# Input material
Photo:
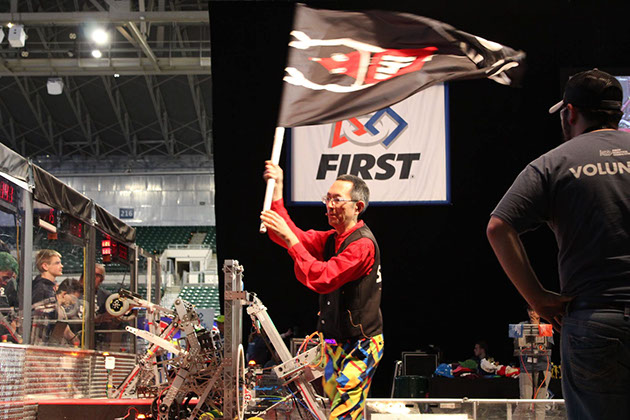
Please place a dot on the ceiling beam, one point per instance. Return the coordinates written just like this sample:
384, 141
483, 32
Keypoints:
144, 45
103, 66
120, 110
38, 109
112, 16
160, 112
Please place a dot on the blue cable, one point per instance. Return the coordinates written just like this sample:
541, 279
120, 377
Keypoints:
303, 405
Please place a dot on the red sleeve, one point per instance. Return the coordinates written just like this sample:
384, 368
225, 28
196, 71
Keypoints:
326, 276
313, 240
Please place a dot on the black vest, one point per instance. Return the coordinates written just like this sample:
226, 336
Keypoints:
353, 311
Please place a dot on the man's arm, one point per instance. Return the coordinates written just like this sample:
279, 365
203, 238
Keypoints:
512, 256
321, 276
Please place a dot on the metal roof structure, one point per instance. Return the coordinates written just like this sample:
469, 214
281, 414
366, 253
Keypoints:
149, 94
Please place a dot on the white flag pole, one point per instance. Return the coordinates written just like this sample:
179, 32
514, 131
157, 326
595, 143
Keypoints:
278, 138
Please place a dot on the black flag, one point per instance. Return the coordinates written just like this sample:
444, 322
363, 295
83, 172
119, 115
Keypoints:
345, 64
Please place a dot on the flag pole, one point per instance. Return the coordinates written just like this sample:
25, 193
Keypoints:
278, 138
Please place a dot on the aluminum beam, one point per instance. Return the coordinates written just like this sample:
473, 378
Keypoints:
113, 17
104, 66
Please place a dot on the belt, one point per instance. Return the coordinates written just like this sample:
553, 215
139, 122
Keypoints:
579, 305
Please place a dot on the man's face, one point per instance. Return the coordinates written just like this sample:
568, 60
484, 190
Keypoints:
534, 318
99, 276
5, 276
564, 121
340, 214
54, 267
477, 350
68, 299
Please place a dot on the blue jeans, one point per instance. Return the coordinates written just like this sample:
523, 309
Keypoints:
596, 364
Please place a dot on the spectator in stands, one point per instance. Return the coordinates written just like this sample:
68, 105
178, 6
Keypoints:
69, 295
103, 320
50, 318
8, 297
484, 363
48, 263
101, 295
8, 284
535, 374
69, 298
480, 350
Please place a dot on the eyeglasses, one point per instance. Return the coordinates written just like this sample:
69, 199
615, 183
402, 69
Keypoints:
336, 200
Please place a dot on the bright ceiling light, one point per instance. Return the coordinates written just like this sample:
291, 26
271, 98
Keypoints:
99, 36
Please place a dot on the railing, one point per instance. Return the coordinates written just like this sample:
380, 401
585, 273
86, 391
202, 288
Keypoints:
465, 408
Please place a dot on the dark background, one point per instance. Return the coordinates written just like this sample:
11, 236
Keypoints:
441, 282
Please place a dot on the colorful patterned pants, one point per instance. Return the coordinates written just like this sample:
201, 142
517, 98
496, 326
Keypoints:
348, 375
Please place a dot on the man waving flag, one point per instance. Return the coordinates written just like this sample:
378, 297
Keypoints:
344, 64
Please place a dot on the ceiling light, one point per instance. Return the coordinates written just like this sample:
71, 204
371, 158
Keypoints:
54, 85
99, 36
17, 36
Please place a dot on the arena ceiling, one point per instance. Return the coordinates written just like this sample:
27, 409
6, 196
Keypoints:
149, 94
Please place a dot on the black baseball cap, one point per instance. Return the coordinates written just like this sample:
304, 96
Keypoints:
591, 89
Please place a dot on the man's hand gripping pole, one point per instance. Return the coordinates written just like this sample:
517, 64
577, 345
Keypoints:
271, 183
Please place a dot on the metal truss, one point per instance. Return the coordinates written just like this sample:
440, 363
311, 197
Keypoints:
157, 46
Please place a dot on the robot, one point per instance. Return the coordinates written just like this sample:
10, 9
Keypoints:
202, 366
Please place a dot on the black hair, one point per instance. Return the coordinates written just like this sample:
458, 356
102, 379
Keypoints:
70, 286
601, 118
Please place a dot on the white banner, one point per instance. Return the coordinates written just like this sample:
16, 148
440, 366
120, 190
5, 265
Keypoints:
401, 152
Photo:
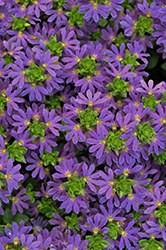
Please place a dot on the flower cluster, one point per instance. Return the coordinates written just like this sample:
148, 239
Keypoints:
82, 125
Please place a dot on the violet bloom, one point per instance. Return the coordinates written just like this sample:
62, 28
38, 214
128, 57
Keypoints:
149, 89
18, 73
93, 11
127, 169
76, 133
72, 203
157, 199
115, 55
127, 236
14, 235
51, 121
133, 200
88, 176
13, 49
156, 227
39, 5
44, 243
18, 202
75, 242
12, 99
159, 117
13, 175
68, 40
99, 143
3, 70
35, 91
29, 242
96, 225
157, 142
106, 184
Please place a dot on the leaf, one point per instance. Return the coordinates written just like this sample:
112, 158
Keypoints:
8, 217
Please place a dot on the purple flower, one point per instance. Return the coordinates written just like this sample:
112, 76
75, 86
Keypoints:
76, 133
157, 142
99, 143
18, 203
13, 175
96, 225
18, 73
75, 242
39, 5
106, 185
127, 236
14, 235
29, 242
132, 200
93, 11
88, 176
51, 120
68, 43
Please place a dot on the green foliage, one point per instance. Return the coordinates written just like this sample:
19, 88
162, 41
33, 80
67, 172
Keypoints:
144, 25
120, 39
161, 158
2, 131
118, 86
75, 17
30, 192
114, 141
151, 244
130, 60
162, 215
16, 152
2, 102
37, 129
19, 23
96, 243
124, 186
54, 47
8, 59
53, 102
46, 207
49, 158
150, 102
35, 73
88, 117
87, 66
75, 186
8, 217
73, 221
145, 132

# What you are asked to do
Rewrite all the items above, replacing "one point per instance" with "one point per object" wherever it occurs and keeping everything else the same. Omit the pictures from your answer.

# Written answer
Photo:
Please place a dot on the ceiling beam, one point per object. Return the coordinates written just like this sample:
384, 141
483, 32
Keypoints:
144, 45
103, 66
120, 110
38, 109
112, 16
160, 112
Please place a dot on the blue cable, one point per object. Return the coordinates written just like this sample:
541, 279
120, 377
Keypoints:
303, 405
Please place a dot on the red sleeve, one point per object. Return the coordinates written just like this sample:
384, 368
225, 28
196, 71
Keypoints:
326, 276
313, 240
Please place a dot on the black vest, one point per object. Return the coordinates written just like this sample:
226, 336
Keypoints:
353, 311
Please place a dot on the man's arm, one point per object. Return the coordinates written just like this sample:
279, 365
203, 238
Keypoints:
512, 256
321, 276
Please place a dot on the metal roof structure, one point per object. Return the coordinates written just like this sample:
469, 214
281, 414
366, 253
Keypoints:
149, 94
Please place a dot on the white flag pole, one point per object. Return the coordinates written just like this sample:
179, 32
514, 131
157, 326
595, 143
Keypoints:
278, 138
Please place a dot on the black flag, one point per object. Return the coordinates written just like this sample:
444, 322
363, 295
83, 172
119, 115
Keypoints:
345, 64
Please place a dot on the flag pole, one point per object. Return the coordinates written just like this sample:
25, 193
Keypoints:
278, 138
Please place a dot on the aluminum beam, one point per object. Return the coordinates written just like this sample:
473, 378
Keypoints:
113, 17
104, 66
Please place a dot on the belt, one point per object. Return the coordinates written just like this sample:
553, 215
139, 122
Keypoints:
579, 305
Please place a dot on the man's face, one point per object. Return the coordinates written just like this sample:
568, 60
484, 190
Keypoints:
534, 318
99, 276
5, 276
564, 121
340, 214
54, 267
477, 350
68, 299
Please place a dot on the blue jeans, one point per object. Return the coordinates written just like this sample:
523, 309
Keypoints:
596, 364
Please place a dot on the spectator in stands, one point per object. Return the coordinates written just like this sample:
68, 105
178, 6
Keypoints:
69, 295
103, 320
50, 318
8, 297
484, 363
48, 263
101, 295
8, 284
535, 374
69, 298
480, 350
Please place a dot on the eyeglasses, one point per object. Return the coordinates written just like this sample:
69, 199
615, 183
402, 69
Keypoints:
336, 200
Please place a dot on the bright ceiling light, one point per object. Return the coordinates written just like this sample:
291, 26
271, 98
Keypoints:
99, 36
Please place a dot on the railing, one point per object. Return the coordinates written just like this sample:
380, 401
585, 273
86, 391
202, 288
Keypoints:
465, 408
Please place a dot on the dark background, one point per object. Return the coordinates written just like this sample:
11, 236
Keypoints:
441, 282
Please place a dot on the colorful patterned pants, one point per object. Return the coordinates written just like this sample:
201, 142
517, 98
496, 326
Keypoints:
348, 375
Please place a dot on the man waving flag, one point per object. Return the coordinates written just like this sample:
378, 297
Keypoints:
344, 64
Please place a dot on the ceiling light, one point per object. Return the coordinates written just like this sample:
71, 204
371, 158
Keypoints:
54, 85
99, 36
17, 36
Please place a dot on the arena ceiling, one point per object. Return the coordinates written just like this sample:
27, 409
6, 196
Keypoints:
149, 94
Please place a dot on the black baseball cap, one point per object. Return the coordinates written just like this sample:
304, 96
Keypoints:
591, 89
Please place a dot on the man's hand gripping pole, one point per object. Return the coordinates written just like this sample:
517, 64
577, 345
Keypoints:
271, 183
Please place a dot on the metal truss, one point per object. Return the coordinates written just like this sample:
440, 363
311, 197
Keypoints:
157, 46
Please place a dot on the robot, one point per object. Return the coordinates written just like this sample:
10, 9
Keypoints:
202, 366
Please place a dot on the black hair, one point per object. Return the coordinates written just like this sample:
458, 356
102, 379
Keypoints:
70, 286
601, 118
Please place a dot on the white banner, one point per object. Return the coordinates written just like this sample:
16, 148
440, 366
120, 190
5, 265
Keypoints:
401, 152
Photo:
Please place a dot on the flower cluster, one point per object. Return the coordinates written just like this sample:
148, 239
Keypoints:
82, 125
Please place a dot on the violet bloom, one point per object. Return the coordinates written just like this sample:
62, 28
38, 214
128, 57
Keypoints:
149, 89
18, 73
93, 11
127, 169
76, 133
72, 203
157, 199
115, 55
127, 236
14, 235
51, 121
133, 200
88, 176
13, 49
156, 227
39, 5
44, 243
18, 202
75, 242
12, 99
159, 117
13, 175
68, 40
99, 143
3, 70
35, 91
29, 242
96, 225
157, 142
106, 184
Please place a dot on the leaf, one point per object. Return the coordinates written just like this sample:
112, 158
Keypoints:
8, 217
Please place a dot on the purple flower, one point per object. Return the coordinates written just like this sample:
112, 76
75, 86
Keypoints:
76, 133
157, 142
99, 143
18, 203
13, 175
96, 225
18, 73
75, 242
39, 5
106, 185
127, 236
14, 235
29, 242
132, 200
93, 11
88, 176
51, 120
68, 43
Please place a dot on the green foliage, one point per object. Return the coordinates written just like this sample:
19, 88
162, 41
33, 80
67, 172
Keypoints:
144, 25
120, 39
161, 158
2, 131
118, 86
75, 17
30, 192
114, 141
151, 244
130, 60
162, 215
16, 152
2, 102
37, 129
19, 23
96, 243
124, 186
54, 47
8, 59
53, 102
46, 207
49, 158
150, 102
35, 73
88, 117
87, 66
75, 186
8, 217
73, 221
145, 132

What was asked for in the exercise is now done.